WORK TO BE COMPLETED | Which lines in the rows below contain the word "truck", matched with case counting? Show each such line in full.

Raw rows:
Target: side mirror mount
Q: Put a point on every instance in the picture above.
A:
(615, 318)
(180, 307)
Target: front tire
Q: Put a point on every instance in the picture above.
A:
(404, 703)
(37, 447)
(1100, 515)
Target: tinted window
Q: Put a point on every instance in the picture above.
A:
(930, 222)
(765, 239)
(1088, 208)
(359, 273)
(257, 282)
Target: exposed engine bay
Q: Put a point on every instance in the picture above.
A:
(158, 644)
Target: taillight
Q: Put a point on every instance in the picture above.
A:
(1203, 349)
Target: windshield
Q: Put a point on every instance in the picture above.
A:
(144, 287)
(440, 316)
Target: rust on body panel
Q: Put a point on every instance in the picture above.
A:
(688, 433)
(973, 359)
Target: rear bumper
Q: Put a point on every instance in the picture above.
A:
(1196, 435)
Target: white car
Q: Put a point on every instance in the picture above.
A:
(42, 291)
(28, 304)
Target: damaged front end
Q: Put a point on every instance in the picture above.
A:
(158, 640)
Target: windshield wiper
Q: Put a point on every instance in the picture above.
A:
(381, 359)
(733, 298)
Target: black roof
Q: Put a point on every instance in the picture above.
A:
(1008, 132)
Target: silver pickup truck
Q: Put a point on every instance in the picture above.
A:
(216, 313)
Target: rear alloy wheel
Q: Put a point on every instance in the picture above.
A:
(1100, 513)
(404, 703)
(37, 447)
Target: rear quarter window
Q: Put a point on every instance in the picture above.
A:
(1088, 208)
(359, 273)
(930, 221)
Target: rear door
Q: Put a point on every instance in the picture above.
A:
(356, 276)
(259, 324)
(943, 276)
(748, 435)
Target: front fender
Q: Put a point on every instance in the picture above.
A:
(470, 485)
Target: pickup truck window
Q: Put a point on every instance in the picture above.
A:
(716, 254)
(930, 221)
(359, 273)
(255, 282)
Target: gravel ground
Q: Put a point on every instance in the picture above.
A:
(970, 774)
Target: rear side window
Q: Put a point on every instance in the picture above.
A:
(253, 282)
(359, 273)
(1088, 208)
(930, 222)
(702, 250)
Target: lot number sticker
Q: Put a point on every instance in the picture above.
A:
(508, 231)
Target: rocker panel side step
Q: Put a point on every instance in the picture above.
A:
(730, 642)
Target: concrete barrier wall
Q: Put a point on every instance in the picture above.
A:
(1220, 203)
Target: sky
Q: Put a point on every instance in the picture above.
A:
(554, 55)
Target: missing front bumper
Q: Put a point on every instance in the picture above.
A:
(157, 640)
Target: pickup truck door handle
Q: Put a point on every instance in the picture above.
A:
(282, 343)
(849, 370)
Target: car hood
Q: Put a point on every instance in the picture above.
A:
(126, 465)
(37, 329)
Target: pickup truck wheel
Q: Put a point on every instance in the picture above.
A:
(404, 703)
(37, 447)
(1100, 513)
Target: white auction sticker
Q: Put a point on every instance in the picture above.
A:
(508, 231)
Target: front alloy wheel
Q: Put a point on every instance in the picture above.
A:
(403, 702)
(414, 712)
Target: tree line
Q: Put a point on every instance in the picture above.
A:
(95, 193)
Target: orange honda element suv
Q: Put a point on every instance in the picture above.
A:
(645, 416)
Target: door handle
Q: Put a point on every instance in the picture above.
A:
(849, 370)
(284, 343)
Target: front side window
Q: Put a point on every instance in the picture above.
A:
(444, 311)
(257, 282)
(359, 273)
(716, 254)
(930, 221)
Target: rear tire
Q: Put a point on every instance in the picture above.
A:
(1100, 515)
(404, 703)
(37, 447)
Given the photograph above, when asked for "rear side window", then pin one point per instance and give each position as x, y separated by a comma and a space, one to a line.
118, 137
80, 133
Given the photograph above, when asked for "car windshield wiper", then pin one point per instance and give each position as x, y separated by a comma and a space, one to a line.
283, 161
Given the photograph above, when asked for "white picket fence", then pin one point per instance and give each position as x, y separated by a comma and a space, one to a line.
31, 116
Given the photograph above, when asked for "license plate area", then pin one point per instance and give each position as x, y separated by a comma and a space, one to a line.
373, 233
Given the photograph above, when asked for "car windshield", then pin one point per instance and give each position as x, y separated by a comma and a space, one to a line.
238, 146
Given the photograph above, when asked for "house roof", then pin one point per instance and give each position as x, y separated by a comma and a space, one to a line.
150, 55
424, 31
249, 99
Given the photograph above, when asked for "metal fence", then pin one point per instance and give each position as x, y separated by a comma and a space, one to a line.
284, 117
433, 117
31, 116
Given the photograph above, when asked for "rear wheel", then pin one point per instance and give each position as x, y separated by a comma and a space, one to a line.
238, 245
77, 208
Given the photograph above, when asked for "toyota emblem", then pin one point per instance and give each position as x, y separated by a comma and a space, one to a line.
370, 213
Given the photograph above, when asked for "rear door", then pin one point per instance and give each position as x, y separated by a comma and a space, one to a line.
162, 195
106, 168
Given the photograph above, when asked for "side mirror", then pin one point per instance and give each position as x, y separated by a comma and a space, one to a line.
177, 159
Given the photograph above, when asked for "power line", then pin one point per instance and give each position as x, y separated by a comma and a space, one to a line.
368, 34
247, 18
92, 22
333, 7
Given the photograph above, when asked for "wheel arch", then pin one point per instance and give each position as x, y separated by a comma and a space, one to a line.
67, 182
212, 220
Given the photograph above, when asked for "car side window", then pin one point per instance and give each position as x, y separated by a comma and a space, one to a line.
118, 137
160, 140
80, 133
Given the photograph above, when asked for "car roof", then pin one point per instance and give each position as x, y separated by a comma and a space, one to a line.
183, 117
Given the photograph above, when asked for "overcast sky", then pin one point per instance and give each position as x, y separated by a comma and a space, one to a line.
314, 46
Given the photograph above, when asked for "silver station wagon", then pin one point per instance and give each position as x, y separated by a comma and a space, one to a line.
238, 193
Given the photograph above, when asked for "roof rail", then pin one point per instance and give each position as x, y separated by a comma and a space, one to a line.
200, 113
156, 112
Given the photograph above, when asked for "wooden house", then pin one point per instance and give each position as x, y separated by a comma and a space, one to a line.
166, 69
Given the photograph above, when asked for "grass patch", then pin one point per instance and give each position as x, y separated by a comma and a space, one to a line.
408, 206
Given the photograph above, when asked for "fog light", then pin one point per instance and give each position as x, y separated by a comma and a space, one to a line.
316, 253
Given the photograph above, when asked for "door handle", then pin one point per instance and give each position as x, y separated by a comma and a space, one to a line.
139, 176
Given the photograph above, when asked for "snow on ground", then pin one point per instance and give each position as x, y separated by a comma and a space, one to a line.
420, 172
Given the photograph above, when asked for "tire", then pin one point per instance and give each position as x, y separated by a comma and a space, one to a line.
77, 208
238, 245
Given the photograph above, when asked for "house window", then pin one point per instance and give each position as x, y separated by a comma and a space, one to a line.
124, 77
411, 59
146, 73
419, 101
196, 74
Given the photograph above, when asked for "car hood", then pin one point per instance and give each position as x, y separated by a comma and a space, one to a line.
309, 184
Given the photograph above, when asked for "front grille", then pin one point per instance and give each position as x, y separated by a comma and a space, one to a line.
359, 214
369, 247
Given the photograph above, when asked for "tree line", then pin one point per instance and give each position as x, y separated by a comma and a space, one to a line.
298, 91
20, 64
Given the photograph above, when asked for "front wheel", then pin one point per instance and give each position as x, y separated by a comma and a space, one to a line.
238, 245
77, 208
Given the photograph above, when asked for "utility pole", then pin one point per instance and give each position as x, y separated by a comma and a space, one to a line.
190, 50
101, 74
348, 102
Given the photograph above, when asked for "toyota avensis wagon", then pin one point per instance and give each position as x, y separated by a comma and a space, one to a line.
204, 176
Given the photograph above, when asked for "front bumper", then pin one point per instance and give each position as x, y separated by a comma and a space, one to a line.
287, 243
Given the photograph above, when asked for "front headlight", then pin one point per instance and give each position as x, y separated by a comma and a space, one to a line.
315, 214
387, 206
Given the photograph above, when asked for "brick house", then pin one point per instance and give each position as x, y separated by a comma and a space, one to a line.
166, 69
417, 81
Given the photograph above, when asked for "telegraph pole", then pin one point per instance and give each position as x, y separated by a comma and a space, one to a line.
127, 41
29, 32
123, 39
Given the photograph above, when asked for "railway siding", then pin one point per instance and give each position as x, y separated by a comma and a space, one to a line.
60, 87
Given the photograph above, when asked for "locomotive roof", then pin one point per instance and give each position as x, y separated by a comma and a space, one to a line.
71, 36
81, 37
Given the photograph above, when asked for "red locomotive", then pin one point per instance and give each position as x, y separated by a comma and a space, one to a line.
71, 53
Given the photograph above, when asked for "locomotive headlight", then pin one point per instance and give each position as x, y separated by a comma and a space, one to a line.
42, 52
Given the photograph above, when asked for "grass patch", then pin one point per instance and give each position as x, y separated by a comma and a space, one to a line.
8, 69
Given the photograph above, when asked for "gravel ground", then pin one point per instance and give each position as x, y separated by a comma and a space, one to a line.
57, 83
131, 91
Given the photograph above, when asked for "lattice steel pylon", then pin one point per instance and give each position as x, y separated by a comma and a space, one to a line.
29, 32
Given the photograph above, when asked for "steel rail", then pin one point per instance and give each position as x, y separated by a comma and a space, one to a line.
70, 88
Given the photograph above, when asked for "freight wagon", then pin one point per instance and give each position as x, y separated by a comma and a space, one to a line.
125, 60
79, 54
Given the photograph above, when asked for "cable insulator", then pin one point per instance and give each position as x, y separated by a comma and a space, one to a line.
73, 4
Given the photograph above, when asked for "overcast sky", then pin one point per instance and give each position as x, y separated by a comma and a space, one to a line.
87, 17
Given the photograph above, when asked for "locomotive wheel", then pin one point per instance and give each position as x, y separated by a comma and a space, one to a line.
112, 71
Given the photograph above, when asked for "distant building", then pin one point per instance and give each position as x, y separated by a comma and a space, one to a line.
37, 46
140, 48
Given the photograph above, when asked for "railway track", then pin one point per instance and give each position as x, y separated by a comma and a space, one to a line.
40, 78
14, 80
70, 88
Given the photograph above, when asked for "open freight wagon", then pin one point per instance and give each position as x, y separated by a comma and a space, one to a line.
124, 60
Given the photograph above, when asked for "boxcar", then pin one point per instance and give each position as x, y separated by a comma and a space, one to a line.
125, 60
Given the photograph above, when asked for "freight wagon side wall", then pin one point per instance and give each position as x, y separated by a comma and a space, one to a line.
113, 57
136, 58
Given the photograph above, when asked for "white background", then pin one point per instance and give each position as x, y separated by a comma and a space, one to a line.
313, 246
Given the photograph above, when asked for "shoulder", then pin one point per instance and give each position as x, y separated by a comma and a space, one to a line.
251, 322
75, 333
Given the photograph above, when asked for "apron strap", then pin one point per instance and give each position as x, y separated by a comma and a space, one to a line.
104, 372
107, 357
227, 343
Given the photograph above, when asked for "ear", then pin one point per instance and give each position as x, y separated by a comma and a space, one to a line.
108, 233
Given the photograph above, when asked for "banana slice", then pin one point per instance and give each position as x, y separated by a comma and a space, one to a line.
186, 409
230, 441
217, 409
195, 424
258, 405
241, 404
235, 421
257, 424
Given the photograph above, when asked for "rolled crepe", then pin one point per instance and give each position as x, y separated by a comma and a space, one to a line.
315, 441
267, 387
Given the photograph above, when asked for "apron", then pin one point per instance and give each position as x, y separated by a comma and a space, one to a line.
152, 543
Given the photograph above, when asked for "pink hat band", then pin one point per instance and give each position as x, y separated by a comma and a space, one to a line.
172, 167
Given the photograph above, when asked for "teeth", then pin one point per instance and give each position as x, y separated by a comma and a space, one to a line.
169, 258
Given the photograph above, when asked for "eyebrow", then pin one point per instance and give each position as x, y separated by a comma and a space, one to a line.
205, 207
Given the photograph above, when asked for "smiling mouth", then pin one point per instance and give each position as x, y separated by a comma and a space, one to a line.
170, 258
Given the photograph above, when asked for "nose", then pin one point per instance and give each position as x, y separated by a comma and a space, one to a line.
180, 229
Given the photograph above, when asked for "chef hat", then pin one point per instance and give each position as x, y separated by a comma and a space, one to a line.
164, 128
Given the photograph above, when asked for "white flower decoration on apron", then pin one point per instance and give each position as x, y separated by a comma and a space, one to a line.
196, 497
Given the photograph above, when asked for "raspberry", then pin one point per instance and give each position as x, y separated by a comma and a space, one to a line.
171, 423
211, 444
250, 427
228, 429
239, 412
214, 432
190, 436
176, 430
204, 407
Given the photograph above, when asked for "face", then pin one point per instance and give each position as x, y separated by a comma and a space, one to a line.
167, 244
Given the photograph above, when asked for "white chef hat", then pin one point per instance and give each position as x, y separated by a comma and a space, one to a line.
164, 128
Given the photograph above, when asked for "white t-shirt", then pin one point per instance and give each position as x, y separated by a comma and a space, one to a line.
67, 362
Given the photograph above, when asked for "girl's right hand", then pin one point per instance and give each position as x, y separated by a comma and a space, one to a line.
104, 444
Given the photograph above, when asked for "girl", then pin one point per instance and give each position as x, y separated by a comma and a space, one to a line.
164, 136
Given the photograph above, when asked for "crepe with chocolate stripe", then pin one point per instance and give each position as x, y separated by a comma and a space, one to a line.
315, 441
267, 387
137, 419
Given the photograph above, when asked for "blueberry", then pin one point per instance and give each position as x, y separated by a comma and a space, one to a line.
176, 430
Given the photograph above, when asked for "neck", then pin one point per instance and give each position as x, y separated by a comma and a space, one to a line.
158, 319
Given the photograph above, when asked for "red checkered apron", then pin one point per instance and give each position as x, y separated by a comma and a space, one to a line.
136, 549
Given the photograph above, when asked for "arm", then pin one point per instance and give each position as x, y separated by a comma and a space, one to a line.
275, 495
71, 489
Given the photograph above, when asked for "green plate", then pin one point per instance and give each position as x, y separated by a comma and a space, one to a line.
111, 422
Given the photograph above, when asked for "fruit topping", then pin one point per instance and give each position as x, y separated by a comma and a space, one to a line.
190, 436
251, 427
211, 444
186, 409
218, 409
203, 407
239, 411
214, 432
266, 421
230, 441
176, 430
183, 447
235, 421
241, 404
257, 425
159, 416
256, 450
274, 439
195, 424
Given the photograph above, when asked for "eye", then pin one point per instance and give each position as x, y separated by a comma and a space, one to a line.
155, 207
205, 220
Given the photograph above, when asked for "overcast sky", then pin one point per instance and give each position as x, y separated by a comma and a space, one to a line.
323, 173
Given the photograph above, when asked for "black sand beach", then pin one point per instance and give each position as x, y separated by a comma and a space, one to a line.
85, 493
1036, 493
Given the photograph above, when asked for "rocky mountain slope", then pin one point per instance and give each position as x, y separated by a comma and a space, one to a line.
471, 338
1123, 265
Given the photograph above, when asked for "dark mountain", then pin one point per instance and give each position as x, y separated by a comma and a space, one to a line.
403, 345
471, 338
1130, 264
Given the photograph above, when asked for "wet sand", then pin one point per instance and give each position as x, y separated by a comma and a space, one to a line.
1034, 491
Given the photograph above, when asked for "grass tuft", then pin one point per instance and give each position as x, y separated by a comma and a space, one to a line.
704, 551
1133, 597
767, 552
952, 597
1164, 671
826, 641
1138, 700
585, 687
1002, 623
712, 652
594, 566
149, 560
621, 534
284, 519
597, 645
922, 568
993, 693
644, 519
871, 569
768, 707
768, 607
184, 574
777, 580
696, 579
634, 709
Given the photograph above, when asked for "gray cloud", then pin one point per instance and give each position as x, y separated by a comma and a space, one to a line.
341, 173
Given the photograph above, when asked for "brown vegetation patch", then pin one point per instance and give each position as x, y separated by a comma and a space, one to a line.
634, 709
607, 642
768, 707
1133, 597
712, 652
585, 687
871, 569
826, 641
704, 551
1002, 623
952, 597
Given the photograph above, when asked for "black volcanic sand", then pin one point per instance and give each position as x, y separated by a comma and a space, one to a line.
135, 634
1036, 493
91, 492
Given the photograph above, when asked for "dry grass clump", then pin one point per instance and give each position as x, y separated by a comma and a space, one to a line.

COMPLETE OUTPUT |
Target: silver pickup truck
Target: pickup truck window
Target: pickup truck door handle
Target: pickup truck wheel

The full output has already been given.